[EXTRACT]
The short course here. Midwest governors have taken a significant step to reduce future greenhouse gas emissions, gaining plaudits from the press and several environmental organizations. But utilities are building new coal-fired plants and racing to get many more permitted. The levels of greenhouse gases produced by these new plants is likely to outpace the limits set in the new agreements. Five new coal-burning power plants are proposed in Michigan.

This one-step-forward-two-steps-back approach epitomizes the Midwest’s energy schizophrenia. The region hears the voices of reason in its universities, farm sector, high-tech companies and urban centers calling for new economic development strategies that take advantage of the Midwest’s inherent strengths. The University of Wisconsin and Michigan State University, for example, were recently awarded a $125 million grant to establish one of three national centers of biofuels research. Michigan State also is becoming a leader in promoting wind energy.

[DATA]
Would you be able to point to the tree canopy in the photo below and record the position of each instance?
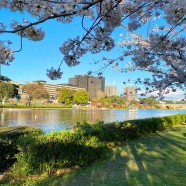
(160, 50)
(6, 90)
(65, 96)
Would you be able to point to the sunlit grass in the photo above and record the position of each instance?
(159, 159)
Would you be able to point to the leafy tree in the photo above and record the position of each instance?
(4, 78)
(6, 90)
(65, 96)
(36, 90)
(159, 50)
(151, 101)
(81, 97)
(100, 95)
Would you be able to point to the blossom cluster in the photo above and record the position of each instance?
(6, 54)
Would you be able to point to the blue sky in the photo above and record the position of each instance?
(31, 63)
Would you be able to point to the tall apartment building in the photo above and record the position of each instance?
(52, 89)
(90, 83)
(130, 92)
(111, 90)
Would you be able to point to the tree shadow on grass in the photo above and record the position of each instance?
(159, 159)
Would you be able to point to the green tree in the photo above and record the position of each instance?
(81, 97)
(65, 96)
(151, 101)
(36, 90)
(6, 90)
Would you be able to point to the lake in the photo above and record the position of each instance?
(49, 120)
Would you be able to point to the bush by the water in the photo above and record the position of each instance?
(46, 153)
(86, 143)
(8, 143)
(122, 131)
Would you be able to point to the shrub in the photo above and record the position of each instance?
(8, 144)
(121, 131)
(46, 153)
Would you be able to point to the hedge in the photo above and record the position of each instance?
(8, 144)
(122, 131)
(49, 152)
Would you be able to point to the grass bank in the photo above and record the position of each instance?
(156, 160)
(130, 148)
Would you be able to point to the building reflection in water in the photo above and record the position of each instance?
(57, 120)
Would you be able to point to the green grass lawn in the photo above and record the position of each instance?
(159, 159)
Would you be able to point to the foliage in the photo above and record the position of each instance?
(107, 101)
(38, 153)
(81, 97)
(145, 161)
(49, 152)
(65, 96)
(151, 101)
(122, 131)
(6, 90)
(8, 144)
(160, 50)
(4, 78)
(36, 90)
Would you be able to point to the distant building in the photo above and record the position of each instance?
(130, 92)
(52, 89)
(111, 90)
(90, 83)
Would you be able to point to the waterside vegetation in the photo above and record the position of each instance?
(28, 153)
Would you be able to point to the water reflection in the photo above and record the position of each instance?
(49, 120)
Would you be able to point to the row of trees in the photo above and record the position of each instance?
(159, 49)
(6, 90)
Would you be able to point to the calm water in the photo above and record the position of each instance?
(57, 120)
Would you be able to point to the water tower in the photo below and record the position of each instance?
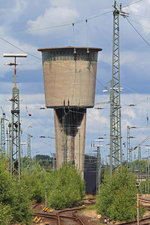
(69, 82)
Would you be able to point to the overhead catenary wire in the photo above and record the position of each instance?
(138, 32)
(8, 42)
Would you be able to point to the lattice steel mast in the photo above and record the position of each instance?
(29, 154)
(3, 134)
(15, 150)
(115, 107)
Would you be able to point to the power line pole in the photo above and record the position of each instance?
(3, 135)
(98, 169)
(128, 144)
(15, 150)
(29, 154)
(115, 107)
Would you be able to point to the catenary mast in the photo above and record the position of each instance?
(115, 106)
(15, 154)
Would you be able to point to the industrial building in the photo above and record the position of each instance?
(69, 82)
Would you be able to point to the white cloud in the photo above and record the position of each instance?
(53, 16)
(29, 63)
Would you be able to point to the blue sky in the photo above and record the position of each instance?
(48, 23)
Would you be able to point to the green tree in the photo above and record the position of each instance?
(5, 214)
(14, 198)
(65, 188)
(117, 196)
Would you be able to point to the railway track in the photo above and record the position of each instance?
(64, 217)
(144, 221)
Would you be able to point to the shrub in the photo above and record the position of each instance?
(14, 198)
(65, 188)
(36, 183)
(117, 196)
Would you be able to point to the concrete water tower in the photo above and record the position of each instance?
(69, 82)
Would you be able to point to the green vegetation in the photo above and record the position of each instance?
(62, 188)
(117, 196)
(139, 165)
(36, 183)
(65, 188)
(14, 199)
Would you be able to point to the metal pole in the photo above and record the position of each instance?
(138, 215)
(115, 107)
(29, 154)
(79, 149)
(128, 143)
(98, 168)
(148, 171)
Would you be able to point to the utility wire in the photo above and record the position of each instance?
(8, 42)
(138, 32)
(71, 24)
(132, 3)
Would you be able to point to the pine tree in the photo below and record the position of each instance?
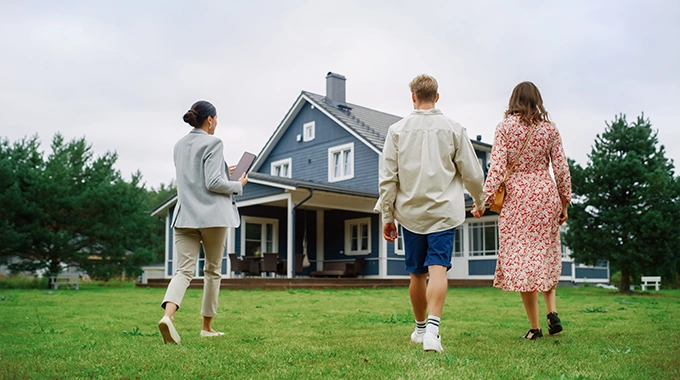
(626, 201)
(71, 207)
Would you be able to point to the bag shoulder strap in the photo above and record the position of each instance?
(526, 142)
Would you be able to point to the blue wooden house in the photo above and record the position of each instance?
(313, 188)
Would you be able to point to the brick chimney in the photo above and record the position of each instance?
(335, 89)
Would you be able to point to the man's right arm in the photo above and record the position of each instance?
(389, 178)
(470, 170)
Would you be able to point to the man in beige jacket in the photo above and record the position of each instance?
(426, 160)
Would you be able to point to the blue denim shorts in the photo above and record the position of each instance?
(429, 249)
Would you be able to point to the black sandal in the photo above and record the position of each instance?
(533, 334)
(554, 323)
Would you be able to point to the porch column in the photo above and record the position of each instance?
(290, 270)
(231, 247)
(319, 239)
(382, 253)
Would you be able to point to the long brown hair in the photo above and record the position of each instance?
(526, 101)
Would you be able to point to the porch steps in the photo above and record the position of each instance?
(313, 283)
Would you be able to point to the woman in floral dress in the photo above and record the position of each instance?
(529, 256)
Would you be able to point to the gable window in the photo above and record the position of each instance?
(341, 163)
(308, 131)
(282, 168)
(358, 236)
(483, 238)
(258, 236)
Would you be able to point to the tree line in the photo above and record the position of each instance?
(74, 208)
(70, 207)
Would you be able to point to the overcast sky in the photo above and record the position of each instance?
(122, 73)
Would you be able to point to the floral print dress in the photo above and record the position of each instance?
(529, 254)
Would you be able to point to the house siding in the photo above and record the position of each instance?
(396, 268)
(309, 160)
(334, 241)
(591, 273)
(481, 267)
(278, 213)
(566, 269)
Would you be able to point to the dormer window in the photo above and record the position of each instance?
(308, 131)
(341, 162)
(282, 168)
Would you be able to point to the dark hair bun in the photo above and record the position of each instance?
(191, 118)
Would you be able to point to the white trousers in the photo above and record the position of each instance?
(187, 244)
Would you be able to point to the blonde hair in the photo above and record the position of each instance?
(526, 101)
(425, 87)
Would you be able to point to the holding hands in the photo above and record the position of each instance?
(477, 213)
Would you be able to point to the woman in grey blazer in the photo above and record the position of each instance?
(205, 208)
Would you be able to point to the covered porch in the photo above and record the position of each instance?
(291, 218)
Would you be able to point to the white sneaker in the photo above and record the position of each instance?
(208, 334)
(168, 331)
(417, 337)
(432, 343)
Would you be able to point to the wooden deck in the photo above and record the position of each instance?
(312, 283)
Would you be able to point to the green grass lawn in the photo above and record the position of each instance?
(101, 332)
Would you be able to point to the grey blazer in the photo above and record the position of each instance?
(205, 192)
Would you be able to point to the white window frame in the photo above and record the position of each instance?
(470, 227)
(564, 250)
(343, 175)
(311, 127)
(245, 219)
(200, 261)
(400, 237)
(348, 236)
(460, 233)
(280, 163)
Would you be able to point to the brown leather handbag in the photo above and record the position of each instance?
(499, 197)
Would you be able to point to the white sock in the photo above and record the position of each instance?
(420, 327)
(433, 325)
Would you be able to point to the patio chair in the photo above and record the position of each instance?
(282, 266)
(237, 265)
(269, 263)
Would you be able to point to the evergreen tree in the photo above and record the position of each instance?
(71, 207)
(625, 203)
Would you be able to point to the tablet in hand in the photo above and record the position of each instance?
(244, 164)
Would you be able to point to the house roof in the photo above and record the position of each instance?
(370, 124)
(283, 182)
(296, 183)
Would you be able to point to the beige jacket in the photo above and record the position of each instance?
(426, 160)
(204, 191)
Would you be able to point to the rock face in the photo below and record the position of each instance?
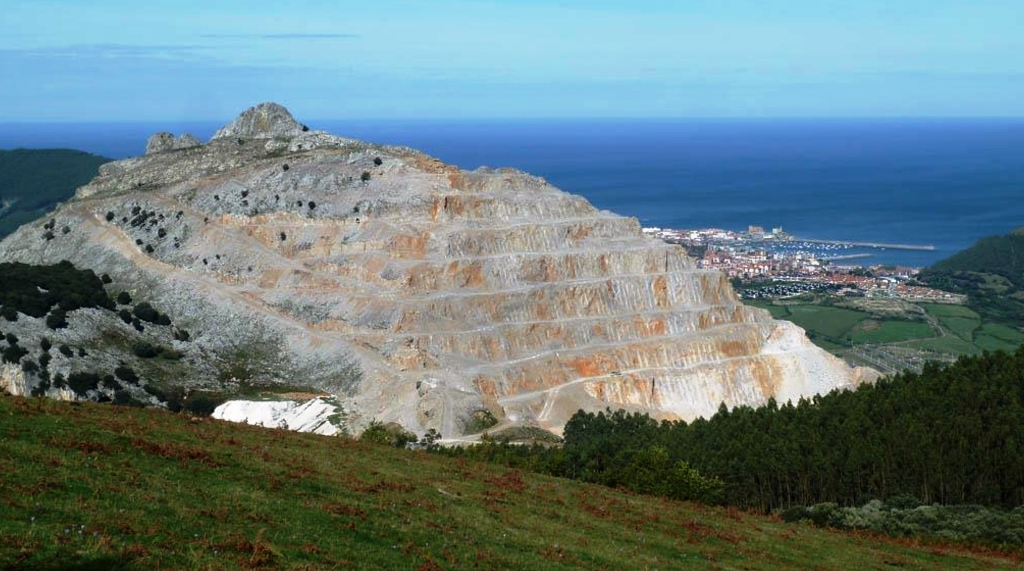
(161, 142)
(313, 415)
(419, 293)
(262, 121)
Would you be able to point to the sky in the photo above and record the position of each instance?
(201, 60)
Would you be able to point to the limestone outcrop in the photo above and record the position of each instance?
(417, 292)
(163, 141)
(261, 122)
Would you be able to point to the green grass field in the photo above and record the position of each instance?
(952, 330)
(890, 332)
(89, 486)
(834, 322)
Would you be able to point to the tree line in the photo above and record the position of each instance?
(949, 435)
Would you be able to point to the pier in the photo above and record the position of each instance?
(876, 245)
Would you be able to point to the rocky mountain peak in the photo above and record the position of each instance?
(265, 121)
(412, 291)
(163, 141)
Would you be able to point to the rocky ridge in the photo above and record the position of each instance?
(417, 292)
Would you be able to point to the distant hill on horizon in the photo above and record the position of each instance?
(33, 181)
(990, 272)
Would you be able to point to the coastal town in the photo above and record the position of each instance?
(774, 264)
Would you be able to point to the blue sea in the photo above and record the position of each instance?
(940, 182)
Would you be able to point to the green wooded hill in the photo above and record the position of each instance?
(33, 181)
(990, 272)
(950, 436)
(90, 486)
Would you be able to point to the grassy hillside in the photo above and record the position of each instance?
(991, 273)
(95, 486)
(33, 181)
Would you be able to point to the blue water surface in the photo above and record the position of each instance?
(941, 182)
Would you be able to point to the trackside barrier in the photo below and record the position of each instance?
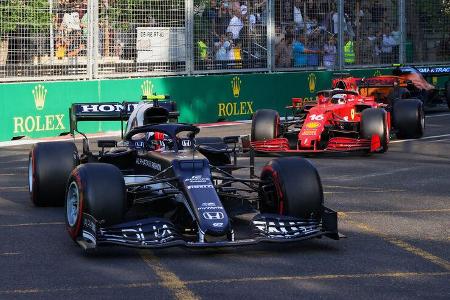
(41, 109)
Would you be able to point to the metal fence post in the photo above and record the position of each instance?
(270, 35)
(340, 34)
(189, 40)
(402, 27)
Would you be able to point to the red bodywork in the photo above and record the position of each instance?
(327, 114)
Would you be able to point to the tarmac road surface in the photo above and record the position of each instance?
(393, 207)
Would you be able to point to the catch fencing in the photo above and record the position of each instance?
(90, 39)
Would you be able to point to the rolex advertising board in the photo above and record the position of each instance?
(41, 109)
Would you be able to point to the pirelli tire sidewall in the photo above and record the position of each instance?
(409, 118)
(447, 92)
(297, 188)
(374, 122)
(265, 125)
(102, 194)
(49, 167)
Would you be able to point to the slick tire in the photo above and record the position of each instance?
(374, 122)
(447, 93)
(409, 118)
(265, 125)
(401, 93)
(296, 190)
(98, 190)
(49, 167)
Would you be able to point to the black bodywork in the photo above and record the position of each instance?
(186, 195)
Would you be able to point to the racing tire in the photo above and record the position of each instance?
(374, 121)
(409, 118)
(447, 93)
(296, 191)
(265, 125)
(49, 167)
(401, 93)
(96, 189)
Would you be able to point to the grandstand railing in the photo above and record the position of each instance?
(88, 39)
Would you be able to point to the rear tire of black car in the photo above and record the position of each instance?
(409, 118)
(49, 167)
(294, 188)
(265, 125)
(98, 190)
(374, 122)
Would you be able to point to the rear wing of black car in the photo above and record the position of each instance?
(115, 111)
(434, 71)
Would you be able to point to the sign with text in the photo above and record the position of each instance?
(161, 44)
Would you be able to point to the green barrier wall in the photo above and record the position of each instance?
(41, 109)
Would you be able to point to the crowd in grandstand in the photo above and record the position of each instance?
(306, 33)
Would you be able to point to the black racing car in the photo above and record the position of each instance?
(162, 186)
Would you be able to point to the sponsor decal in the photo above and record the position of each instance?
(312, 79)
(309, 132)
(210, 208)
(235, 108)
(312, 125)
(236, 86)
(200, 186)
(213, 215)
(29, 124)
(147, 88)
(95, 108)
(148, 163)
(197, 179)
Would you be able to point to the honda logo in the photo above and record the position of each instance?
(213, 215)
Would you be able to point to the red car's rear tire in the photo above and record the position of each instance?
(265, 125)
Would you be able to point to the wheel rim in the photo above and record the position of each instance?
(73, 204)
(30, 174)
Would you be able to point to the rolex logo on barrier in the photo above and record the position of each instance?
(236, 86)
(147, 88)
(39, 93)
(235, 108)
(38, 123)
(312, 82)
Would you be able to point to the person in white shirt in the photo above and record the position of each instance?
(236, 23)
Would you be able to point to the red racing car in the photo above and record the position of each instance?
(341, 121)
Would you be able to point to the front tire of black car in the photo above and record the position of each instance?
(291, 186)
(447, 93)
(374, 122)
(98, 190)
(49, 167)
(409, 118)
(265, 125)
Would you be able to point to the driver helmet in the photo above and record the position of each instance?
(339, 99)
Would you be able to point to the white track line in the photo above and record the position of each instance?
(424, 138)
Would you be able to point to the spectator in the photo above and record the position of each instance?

[TASKS]
(a) In the excerpt on Midwest energy, which sources are named as the voices of reason calling for new economic development strategies? List all of them.
(b) Reproduce everything in the excerpt on Midwest energy from "This one-step-forward-two-steps-back approach" down to "promoting wind energy.".
The lines that come after the excerpt on Midwest energy are separate material and have no connection to it.

[RESPONSES FOR EACH TASK]
(a)
- universities
- farm sector
- high-tech companies
- urban centers

(b)
This one-step-forward-two-steps-back approach epitomizes the Midwest’s energy schizophrenia. The region hears the voices of reason in its universities, farm sector, high-tech companies and urban centers calling for new economic development strategies that take advantage of the Midwest’s inherent strengths. The University of Wisconsin and Michigan State University, for example, were recently awarded a $125 million grant to establish one of three national centers of biofuels research. Michigan State also is becoming a leader in promoting wind energy.